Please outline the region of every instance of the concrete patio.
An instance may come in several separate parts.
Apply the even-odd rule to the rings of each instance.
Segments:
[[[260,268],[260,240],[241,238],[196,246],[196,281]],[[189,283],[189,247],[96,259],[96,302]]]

━━━━━━━━━━

■ BRIEF:
Check every line above for the string "instance", and copy the ones that have it.

■ FINISHED EXERCISE:
Please outline the region of every instance of the concrete patio.
An instance may come in several separate parts.
Apply the even-odd rule to the rings of each instance.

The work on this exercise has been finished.